> _What you will do_
Please answer from the text on New College Durham: which two institutions merged to found the college in 1977?
-- Start Document --
New College Durham is a further and higher education college and a sixth form college in County Durham, England. It was founded in 1977 as a result of a merger between Neville's Cross College of Education and Durham Technical College.

Until 2004, the college operated on two main sites near the city of Durham: Neville's Cross and Framwellgate Moor. The site at Framwellgate Moor opened in 1957 and was extended in 1970; the site housed the bulk of the college's further education (FE) provision, whilst the Neville's Cross site, an ex-college of education site built in the 1920s, housed most of the higher education (HE) provision. In 2002, the college was given planning permission to build a new £37 million campus at Framwellgate Moor. Construction work began in 2003 with the new buildings being constructed around the old buildings. When the new buildings were completed, work began to demolish the old site at Neville's Cross. The construction work was completed in September 2005, whilst the landscaping was finally completed in October.

In the academic year 1999–2000, the college enrolled 8,270 FE students, of whom 1,877 were full-time, and 1,934 HE students, of whom 675 were full-time. Business and management was offered on the Neville's Cross Campus until 2004.
In 2011, the College became one of only two in the country to be granted Foundation Degree Awarding Powers. These can be converted to bachelor's degrees via a "top up" year, with the degrees validated by Teesside University, Sunderland University and Leeds Metropolitan University.
-- End Document --
-- Start Dataset content --
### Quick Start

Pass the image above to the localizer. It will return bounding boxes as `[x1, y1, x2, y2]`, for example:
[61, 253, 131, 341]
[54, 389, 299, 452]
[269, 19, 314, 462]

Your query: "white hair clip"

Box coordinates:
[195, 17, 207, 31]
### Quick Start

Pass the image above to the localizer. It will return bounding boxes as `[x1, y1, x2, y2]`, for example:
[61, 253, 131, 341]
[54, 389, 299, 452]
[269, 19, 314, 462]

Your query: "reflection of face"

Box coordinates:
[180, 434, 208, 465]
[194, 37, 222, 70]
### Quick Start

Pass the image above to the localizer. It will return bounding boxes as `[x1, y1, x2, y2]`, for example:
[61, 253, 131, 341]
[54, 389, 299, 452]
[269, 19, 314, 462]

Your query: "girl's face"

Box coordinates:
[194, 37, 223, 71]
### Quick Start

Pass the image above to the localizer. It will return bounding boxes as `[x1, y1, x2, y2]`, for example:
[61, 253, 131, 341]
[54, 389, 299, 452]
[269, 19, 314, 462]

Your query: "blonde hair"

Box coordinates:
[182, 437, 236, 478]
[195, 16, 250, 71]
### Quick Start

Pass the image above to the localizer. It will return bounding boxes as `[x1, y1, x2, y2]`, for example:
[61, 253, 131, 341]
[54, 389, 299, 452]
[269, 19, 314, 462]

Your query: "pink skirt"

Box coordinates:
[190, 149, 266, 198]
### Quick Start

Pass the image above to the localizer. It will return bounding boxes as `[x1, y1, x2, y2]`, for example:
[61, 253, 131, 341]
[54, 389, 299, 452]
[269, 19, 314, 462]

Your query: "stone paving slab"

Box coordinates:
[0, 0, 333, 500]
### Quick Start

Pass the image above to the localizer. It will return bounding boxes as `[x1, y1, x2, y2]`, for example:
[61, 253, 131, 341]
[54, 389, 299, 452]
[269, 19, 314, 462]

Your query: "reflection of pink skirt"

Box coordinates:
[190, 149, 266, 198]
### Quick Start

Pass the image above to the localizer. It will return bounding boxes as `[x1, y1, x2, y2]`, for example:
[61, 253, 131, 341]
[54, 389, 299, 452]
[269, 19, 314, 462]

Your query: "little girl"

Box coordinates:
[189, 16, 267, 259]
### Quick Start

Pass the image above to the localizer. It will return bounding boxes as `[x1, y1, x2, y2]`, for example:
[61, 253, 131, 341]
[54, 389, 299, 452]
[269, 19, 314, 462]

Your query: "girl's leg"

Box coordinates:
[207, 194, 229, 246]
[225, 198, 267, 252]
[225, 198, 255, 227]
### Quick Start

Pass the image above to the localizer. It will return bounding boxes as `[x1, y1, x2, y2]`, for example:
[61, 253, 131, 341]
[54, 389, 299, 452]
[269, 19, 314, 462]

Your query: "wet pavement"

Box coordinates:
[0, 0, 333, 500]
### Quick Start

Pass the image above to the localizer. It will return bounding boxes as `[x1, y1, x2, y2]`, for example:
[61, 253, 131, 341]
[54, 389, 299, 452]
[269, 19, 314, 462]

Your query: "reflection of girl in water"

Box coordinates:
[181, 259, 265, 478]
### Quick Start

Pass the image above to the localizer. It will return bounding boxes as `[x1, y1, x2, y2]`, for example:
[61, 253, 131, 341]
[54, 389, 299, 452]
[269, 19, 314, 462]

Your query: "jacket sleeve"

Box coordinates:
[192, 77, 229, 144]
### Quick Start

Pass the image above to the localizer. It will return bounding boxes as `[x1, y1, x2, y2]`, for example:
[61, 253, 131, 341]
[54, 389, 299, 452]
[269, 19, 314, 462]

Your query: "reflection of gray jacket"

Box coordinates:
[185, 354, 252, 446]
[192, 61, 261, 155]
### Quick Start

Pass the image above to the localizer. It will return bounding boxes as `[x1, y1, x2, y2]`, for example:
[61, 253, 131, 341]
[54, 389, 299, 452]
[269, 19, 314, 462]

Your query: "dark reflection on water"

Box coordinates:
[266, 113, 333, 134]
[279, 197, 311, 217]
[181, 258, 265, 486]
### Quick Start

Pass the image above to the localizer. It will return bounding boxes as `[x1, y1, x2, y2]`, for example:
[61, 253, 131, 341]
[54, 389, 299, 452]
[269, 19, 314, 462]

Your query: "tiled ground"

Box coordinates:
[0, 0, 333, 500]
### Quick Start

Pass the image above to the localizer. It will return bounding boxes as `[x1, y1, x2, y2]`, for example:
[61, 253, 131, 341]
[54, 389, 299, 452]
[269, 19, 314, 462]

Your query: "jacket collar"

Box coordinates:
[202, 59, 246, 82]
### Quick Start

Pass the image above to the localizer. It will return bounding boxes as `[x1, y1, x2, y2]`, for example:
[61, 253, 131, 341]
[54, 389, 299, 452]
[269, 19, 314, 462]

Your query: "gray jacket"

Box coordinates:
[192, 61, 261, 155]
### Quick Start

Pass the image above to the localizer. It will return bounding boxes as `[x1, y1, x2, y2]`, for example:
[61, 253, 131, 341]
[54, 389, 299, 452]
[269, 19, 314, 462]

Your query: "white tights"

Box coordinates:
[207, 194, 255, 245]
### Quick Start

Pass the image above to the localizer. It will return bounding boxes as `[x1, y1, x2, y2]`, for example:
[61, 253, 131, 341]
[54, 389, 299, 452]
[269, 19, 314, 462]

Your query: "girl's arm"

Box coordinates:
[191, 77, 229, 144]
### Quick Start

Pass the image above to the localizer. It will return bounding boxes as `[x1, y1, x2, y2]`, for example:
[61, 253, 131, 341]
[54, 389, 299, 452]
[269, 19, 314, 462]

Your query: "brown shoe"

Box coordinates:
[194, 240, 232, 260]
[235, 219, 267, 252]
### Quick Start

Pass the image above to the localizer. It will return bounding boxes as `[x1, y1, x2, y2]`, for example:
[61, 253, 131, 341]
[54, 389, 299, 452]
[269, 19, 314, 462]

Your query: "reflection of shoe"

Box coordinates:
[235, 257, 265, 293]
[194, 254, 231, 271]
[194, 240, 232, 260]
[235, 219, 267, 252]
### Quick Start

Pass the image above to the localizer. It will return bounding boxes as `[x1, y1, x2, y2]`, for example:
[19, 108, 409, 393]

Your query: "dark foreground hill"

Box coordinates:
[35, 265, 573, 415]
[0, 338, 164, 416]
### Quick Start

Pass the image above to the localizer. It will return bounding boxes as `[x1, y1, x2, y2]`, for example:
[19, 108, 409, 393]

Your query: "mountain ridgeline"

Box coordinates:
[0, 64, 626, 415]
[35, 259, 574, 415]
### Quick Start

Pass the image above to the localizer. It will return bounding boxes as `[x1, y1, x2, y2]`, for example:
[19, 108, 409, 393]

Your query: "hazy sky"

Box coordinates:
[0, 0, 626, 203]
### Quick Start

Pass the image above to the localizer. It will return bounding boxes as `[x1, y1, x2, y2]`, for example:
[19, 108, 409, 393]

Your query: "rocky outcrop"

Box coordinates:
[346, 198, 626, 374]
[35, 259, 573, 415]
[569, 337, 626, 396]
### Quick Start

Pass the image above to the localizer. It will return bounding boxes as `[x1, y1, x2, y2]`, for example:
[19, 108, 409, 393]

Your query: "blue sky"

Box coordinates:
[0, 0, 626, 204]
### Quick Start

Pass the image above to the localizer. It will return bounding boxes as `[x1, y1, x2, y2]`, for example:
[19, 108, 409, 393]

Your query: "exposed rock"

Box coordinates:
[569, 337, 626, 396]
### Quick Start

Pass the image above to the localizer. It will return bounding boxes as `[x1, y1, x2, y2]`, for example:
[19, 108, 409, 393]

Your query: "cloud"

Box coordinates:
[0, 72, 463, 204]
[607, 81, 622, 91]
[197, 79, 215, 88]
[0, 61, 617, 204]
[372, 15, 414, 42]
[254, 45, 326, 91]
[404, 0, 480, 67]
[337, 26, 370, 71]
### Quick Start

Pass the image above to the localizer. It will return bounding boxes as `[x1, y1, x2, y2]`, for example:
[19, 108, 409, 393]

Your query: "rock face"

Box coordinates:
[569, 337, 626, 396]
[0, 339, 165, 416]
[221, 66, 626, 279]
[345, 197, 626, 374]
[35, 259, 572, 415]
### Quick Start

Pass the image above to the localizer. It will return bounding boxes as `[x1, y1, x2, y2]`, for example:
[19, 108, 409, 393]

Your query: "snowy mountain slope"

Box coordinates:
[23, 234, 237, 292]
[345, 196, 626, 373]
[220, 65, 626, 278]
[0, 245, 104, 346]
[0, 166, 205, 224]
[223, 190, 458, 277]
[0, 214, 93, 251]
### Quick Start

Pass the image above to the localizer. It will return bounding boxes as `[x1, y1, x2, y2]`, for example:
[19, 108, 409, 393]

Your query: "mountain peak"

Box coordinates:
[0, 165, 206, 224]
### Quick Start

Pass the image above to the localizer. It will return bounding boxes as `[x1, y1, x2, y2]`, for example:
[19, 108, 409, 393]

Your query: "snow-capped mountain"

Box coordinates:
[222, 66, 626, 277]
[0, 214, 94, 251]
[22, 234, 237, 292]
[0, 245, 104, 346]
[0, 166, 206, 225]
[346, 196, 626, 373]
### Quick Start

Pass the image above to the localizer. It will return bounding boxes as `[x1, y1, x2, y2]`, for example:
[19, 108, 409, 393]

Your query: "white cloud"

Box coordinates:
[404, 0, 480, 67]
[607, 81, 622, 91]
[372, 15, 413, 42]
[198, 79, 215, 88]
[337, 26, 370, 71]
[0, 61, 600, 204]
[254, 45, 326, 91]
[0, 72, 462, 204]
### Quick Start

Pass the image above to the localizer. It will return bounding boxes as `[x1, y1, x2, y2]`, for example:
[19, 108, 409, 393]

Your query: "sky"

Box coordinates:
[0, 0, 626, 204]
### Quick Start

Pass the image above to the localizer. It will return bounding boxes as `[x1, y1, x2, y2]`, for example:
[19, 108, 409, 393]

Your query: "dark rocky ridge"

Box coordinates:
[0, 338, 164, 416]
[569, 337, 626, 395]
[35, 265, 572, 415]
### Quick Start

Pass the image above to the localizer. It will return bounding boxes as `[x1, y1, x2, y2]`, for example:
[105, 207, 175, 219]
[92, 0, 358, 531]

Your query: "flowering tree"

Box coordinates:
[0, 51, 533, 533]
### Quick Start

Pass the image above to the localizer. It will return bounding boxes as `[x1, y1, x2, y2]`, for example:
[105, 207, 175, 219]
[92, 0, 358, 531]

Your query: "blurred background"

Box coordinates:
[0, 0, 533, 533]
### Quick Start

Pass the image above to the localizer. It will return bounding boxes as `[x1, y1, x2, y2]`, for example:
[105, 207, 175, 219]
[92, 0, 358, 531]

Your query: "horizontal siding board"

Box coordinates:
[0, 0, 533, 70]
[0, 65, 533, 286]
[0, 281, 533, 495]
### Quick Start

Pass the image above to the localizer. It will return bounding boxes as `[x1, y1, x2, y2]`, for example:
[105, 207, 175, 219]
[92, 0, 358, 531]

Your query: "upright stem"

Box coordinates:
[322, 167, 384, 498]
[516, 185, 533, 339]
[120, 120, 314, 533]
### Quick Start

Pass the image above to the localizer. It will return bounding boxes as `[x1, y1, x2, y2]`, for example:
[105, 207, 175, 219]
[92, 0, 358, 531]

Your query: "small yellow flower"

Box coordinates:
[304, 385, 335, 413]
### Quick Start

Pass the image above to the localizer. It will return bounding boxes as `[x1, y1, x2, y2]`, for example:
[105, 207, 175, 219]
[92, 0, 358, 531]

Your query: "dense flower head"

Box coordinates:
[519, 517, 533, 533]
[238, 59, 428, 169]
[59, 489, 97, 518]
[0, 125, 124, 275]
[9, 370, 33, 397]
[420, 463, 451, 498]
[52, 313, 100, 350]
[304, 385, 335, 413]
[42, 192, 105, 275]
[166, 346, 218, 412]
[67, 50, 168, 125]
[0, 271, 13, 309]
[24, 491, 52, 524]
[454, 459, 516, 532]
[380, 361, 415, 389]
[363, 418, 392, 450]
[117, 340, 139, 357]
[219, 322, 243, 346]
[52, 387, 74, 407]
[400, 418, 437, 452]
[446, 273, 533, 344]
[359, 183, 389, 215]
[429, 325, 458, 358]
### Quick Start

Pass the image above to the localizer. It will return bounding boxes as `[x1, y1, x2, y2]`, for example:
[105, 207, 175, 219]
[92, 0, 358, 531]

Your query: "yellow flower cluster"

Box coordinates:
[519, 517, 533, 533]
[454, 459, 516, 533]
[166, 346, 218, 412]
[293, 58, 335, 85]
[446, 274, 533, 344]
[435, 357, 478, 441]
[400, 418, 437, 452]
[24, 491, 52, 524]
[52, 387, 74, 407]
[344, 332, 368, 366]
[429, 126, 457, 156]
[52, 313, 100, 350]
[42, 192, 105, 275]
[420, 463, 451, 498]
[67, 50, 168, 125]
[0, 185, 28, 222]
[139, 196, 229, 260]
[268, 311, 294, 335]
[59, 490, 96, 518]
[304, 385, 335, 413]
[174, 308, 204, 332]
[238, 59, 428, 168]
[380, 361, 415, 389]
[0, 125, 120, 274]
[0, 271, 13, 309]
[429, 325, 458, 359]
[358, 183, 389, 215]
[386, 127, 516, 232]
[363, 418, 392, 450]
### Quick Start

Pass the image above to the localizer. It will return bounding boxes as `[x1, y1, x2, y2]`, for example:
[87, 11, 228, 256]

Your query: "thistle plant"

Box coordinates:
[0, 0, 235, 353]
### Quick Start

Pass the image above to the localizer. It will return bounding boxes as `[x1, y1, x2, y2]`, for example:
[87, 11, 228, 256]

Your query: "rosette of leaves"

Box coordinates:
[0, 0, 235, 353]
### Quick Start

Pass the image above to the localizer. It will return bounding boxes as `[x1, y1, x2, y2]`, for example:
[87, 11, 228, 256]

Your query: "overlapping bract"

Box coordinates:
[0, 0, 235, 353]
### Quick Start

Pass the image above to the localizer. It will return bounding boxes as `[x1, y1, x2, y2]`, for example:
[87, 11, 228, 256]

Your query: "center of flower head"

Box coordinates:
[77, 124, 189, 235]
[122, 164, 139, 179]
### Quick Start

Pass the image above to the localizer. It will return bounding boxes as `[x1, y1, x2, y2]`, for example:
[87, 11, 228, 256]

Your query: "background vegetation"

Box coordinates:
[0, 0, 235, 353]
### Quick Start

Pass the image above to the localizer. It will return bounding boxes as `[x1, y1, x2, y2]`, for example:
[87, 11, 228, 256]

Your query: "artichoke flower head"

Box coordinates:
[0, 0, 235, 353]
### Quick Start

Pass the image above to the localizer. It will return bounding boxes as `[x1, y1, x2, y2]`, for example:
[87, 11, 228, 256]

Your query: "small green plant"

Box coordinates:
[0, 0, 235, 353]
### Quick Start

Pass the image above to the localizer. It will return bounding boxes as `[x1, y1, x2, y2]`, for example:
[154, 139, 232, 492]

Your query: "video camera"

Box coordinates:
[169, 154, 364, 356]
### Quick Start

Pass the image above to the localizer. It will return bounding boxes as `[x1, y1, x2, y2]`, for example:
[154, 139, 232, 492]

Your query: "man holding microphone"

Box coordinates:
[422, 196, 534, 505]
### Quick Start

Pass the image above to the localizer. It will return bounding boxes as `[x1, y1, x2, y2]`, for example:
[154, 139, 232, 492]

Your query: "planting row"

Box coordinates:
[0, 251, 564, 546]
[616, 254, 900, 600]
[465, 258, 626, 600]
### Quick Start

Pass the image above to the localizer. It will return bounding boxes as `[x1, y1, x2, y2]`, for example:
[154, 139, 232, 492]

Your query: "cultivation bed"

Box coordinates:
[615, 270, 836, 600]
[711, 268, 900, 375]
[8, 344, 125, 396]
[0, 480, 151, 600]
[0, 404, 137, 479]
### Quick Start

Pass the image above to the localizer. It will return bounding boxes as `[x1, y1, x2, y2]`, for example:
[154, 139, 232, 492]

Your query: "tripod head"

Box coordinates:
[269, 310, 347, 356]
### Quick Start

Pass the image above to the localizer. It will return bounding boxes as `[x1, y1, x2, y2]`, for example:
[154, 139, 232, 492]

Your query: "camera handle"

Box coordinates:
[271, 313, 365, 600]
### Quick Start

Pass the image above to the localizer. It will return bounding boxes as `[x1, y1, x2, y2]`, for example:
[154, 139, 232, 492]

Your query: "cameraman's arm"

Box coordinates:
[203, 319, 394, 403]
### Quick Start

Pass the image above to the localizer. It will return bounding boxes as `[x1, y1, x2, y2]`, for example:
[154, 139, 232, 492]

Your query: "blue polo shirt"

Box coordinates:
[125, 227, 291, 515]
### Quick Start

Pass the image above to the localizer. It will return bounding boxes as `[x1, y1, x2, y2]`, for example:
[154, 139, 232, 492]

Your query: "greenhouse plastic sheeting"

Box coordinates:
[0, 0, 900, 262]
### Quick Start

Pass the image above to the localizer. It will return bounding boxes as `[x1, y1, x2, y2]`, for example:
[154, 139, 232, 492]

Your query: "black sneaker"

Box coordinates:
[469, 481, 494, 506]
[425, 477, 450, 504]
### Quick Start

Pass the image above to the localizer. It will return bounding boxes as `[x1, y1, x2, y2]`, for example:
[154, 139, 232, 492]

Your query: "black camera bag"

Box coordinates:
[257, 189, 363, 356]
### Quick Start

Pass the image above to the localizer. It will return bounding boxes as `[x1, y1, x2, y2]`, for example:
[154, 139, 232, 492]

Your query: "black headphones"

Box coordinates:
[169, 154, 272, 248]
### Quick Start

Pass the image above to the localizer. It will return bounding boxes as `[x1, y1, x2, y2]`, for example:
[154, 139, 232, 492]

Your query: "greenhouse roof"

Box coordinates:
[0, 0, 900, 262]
-- End Dataset content --
> _Written response_
Neville's Cross College of Education and Durham Technical College.